(Rows of box annotation data)
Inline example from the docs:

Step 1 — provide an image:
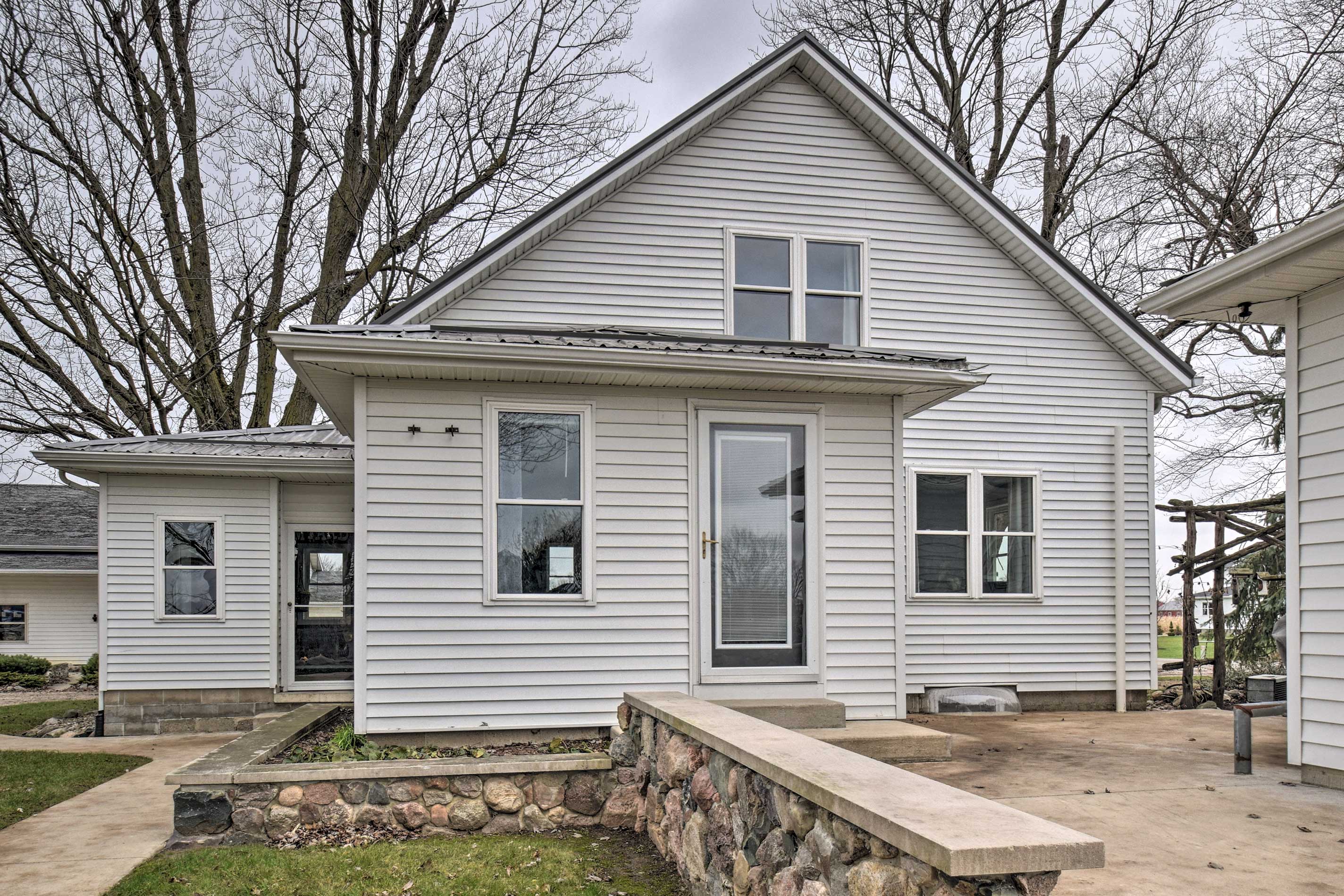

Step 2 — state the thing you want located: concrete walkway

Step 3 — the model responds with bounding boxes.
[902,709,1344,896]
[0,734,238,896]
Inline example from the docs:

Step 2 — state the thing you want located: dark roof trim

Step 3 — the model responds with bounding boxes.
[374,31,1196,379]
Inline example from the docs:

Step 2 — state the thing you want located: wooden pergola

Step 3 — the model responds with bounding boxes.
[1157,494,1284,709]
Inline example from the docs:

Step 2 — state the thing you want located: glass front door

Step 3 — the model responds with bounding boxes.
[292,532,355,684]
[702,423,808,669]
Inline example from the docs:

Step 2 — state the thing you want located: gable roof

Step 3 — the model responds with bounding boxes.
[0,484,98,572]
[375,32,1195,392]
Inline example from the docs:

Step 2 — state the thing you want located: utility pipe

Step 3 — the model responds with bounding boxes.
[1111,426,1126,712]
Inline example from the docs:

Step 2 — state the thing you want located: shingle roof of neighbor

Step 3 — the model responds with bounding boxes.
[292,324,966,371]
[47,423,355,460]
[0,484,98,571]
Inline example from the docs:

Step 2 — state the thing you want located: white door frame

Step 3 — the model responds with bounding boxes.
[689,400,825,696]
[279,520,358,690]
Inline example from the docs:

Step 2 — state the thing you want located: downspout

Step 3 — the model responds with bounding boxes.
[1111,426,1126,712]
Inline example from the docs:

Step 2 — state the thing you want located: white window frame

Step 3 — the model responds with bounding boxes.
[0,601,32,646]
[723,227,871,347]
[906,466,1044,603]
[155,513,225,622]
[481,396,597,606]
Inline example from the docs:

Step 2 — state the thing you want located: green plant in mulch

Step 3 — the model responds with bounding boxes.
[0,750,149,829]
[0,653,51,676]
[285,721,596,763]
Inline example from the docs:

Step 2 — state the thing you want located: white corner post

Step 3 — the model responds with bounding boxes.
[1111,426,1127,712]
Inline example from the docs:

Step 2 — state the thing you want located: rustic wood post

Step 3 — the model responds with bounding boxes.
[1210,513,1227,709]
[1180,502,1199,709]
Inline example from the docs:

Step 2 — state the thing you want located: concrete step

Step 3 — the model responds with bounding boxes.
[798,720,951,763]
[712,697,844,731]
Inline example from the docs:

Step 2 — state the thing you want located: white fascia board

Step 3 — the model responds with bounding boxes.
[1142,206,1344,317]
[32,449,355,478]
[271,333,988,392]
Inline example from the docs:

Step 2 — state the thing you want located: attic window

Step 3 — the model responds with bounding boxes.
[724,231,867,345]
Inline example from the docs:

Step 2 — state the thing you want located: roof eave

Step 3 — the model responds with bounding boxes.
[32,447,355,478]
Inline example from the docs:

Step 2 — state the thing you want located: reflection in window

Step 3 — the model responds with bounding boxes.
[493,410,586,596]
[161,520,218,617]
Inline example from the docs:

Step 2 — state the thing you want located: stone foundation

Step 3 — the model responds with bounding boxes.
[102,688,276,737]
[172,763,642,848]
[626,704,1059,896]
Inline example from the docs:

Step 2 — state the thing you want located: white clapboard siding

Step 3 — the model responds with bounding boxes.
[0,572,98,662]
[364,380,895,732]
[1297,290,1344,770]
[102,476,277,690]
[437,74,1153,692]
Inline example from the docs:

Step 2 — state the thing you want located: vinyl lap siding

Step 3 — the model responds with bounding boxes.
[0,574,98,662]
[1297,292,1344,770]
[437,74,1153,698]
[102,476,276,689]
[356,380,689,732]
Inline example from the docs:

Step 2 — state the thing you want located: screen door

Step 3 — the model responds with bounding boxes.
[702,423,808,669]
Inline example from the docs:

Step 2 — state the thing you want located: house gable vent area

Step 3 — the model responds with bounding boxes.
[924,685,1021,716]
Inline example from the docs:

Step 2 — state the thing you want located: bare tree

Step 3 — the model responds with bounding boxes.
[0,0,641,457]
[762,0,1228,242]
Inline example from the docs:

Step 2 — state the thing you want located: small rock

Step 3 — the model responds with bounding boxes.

WHAT YOU NEED TO DO: List every line in the items above that contains the word "frame".

FINISHED ANSWER:
Step 2 — state the thing you want located: white door frame
Step 2 — state the thing you want located: white window frame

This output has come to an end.